- **Exercise tasks**:
A: Answer these questions from the court opinion on the Crisfield alley dispute:
(i) How wide is the vacant space between the two buildings?
(ii) In what year did James K. Rayfield convey the lot to Purnell Johnson?
(iii) In what year was the deed executed under which the appellants hold title to the Odd Fellows' Hall property?
B: Write out the passage of the court opinion on the Crisfield alley dispute from "90 A. 1000 |" up to and including "of the bill.".
C: Write what comes next in the court opinion on the Crisfield alley dispute, picking up after its last sentence.

- **Selected extract**:
━━━━━━━━━━━━━━━━━━━━━━━━━━━━━━
90 A. 1000 | Md. | 1914
The appellants and the appellee are the owners of adjacent properties fronting on the south side of Main Street in Crisfield. Upon the lot of the appellants is a structure known as Odd Fellows' Hall, and that of the appellee is improved with a dwelling house and millinery store. Between the buildings, of the respective parties, is a vacant space twenty feet in width extending from the street to the rear limits of the lots, a distance of one hundred feet. The appellee claims the right to use this space as an alley in connection with her property, and in this proceeding seeks to have the appellants restrained by injunction from obstructing such use by continuing certain work which was in progress at the time of the filing of the bill.
In 1876 James K. Rayfield, who was then the holder of the record title to all of the block of which the lots and disputed ground form a part, conveyed by deed, to Purnell Johnson, a lot fronting seventy-six and a half feet on the south side of Main Street, bounding one hundred feet on the east side of Fifth Street and described as covering half the width of the whole lot then owned by the grantor "except ten feet, which," as the deed provided, "is to be used with an additional ten feet, making a twenty-foot street through the entire lot." Prior to the execution of this deed the grantor had sold, but had not conveyed, to Thomas S. Hodson, the eastern half of the block to the depth of one hundred feet from Main Street, reserving to the grantor, as the proof shows, and as the deed subsequently given recites, "the right to ten feet on the southwest side for a street whenever he may desire to open the same." In the deed from Rayfield to Johnson it is stipulated that the street for which it makes provision "is to be used in common between the aforesaid lot and Hon. T.S. Hodson's lot on the east side of said twenty foot street." By deed dated July 3rd, 1885, the appellee acquired from *20 Purnell Johnson the portion of his lot fronting thirty-six feet on Main Street, and binding on the "twenty-foot street," to the depth of one hundred feet, together with all the grantor's interest in the street thus defined. The appellants hold title to the Odd Fellows' Hall property under a deed executed in 1892, which describes their lot by reference to the conveyance from James K. Rayfield to Thomas S. Hodson.
━━━━━━━━━━━━━━━━━━━━━━━━━━━━━━
- **Supplied information**:
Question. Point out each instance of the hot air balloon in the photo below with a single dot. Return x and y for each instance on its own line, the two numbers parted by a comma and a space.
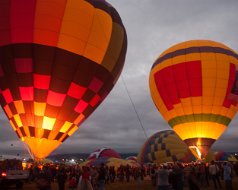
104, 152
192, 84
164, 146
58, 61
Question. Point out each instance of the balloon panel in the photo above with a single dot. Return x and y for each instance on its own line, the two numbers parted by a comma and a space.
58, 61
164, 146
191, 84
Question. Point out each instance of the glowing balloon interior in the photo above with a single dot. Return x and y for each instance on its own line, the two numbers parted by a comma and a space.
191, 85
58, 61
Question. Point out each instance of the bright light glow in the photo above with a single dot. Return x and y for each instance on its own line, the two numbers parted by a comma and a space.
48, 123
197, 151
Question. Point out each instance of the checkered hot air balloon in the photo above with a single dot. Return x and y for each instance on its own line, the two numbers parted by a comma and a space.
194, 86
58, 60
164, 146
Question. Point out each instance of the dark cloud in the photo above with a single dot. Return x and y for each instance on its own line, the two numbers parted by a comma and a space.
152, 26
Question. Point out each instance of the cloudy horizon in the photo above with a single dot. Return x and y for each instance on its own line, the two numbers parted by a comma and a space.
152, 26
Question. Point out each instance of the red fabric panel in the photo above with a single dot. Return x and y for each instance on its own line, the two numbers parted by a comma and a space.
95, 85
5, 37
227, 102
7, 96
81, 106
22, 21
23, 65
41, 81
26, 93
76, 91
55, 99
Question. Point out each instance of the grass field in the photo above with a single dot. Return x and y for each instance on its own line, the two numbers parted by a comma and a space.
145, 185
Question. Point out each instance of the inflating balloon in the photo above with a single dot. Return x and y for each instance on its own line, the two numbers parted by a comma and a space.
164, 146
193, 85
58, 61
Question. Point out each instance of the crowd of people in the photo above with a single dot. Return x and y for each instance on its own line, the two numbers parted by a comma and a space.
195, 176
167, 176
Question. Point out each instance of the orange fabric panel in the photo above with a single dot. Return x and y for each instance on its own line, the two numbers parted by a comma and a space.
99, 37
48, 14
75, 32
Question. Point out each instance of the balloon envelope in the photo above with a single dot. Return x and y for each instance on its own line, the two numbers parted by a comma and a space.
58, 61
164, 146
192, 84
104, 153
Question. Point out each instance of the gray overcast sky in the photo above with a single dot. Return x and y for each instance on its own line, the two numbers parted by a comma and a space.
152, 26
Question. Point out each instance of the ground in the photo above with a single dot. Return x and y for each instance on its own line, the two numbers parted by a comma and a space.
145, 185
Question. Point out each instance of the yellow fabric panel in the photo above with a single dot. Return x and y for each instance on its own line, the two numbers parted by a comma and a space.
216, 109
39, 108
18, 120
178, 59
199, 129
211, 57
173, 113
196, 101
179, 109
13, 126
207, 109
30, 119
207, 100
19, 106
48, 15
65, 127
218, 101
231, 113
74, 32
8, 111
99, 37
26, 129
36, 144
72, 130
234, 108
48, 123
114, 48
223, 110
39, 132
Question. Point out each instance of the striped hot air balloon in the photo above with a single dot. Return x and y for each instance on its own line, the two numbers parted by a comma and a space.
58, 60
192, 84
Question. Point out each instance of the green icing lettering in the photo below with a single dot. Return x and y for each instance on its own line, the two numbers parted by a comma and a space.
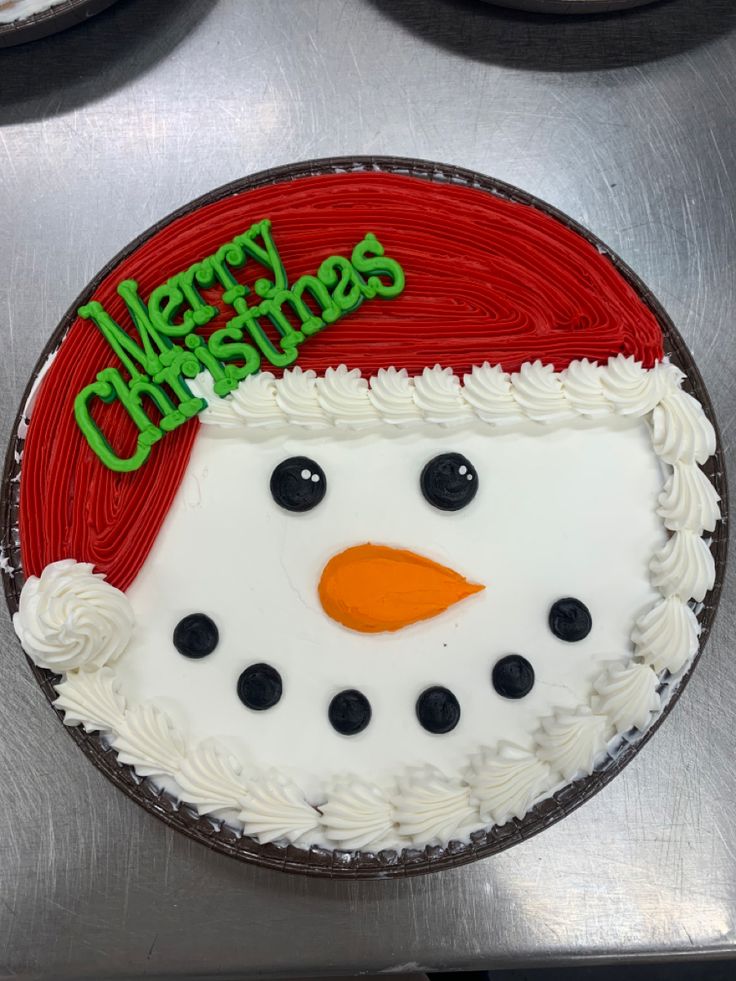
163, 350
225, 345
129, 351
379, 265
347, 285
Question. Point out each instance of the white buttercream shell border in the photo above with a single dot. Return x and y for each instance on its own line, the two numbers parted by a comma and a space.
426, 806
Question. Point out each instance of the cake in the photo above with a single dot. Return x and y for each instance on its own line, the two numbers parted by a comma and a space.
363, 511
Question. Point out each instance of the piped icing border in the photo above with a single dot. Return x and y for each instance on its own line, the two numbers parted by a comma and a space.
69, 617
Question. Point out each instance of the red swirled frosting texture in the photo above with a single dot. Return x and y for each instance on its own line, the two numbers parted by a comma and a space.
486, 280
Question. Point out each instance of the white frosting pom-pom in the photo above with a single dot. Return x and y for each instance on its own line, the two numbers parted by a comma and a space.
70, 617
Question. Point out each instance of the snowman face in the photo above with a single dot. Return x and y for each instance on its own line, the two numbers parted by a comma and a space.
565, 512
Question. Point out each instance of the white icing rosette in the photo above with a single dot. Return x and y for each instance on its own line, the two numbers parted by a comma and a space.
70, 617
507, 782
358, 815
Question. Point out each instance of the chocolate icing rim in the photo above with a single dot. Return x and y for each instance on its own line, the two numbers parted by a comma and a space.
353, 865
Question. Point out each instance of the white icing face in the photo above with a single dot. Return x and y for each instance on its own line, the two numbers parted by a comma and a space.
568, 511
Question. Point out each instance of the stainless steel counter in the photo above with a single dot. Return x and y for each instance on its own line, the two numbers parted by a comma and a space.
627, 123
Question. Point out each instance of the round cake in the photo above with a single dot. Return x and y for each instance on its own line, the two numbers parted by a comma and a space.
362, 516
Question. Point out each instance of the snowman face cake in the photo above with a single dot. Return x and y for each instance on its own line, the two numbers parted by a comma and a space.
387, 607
━━━━━━━━━━━━━━━━━━━━━━━━━━━━━━
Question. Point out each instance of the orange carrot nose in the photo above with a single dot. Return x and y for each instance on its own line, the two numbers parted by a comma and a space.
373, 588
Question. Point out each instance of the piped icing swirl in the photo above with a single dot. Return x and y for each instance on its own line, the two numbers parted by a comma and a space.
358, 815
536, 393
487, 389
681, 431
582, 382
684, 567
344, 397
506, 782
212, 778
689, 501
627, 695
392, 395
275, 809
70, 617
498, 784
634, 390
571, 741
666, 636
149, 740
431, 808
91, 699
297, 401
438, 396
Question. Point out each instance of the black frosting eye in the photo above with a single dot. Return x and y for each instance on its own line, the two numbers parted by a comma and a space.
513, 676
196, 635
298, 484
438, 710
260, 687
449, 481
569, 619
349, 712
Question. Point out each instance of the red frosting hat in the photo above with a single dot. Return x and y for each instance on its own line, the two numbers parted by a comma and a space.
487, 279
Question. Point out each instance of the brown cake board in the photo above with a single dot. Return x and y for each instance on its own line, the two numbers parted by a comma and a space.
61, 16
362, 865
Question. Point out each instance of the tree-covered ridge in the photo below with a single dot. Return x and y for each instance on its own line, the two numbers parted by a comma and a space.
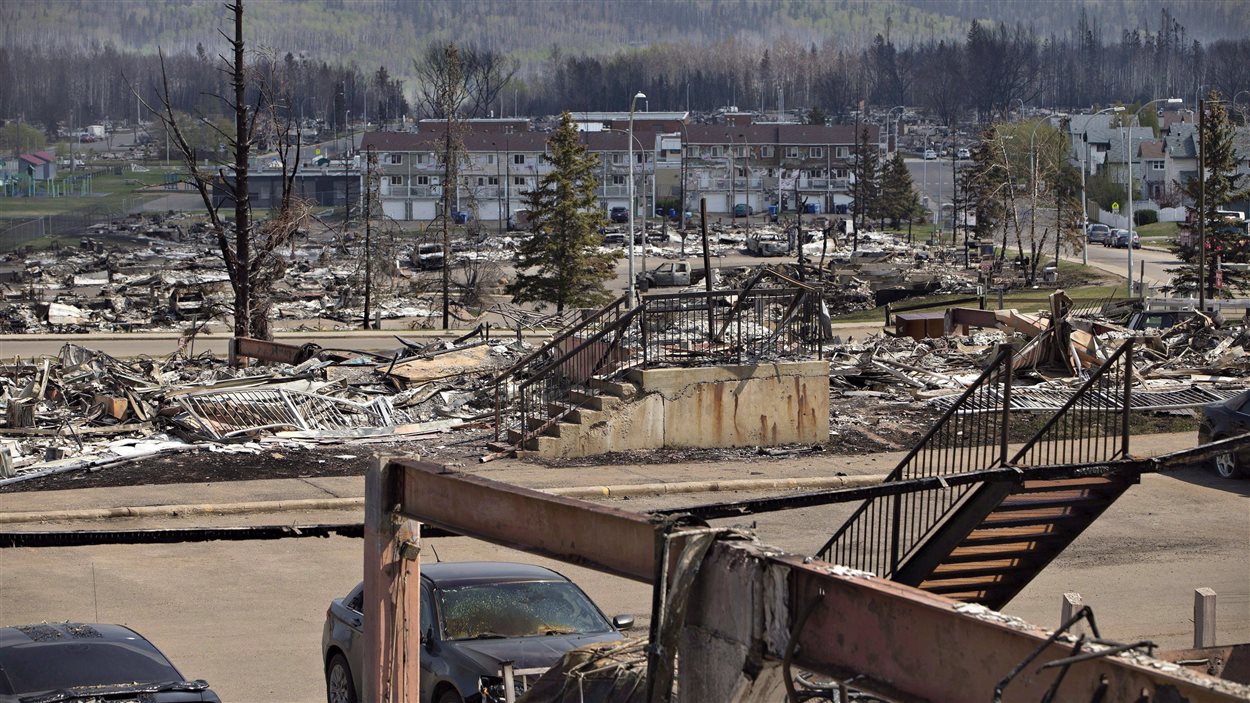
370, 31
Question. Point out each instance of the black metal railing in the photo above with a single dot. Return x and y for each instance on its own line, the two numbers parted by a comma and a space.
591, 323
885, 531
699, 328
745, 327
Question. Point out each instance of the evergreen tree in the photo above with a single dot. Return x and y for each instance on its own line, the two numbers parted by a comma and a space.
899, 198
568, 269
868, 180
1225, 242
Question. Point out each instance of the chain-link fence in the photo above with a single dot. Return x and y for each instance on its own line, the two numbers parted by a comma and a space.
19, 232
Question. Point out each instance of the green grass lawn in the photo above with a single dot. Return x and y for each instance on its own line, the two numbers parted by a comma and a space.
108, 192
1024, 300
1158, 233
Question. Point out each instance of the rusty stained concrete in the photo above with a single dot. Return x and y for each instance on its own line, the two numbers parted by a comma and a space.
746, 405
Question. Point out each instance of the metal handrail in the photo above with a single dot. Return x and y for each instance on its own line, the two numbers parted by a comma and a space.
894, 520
━━━━━━━━━━━━━━━━━━━━━━━━━━━━━━
- **Responses per task**:
A:
(i) Twenty feet
(ii) 1876
(iii) 1892

B:
90 A. 1000 | Md. | 1914
The appellants and the appellee are the owners of adjacent properties fronting on the south side of Main Street in Crisfield. Upon the lot of the appellants is a structure known as Odd Fellows' Hall, and that of the appellee is improved with a dwelling house and millinery store. Between the buildings, of the respective parties, is a vacant space twenty feet in width extending from the street to the rear limits of the lots, a distance of one hundred feet. The appellee claims the right to use this space as an alley in connection with her property, and in this proceeding seeks to have the appellants restrained by injunction from obstructing such use by continuing certain work which was in progress at the time of the filing of the bill.

C:
It was the evident intent and effect of the grants and reservations thus mentioned to establish a way twenty feet wide between the lots in question for use in common by the owners as appurtenant to their respective properties. The proof in the record shows that the area thus set apart has in fact been used for many years by the appellee as an alleyway from the street to the rear of her premises for general purposes of ingress and egress including the hauling and delivery of fuel and merchandise.
The deeds under which the appellants claim conveyed the fee in the eastern half of the way subject to the reservation quoted. There was no corresponding conveyance of the fee in the western half of the street space by the deed under which the appellee obtained title, but the grant of an easement in the street as appurtenant to her own and the opposite premises is clear and explicit. In December, 1911, the appellants acquired the fee in the western half of the area in controversy from the successors in title of James K. Rayfield. Several months later they began the construction of a concrete pavement across and within the northern end of the alley adjacent to Main Street. The pavement thus projected, and partly completed, was on a level with the existing sidewalk on Main Street, but as it extended into the alley space its surface was at an elevation of eighteen inches to two feet above the ground, and it consequently prevented the use of the alley for the passage of teams.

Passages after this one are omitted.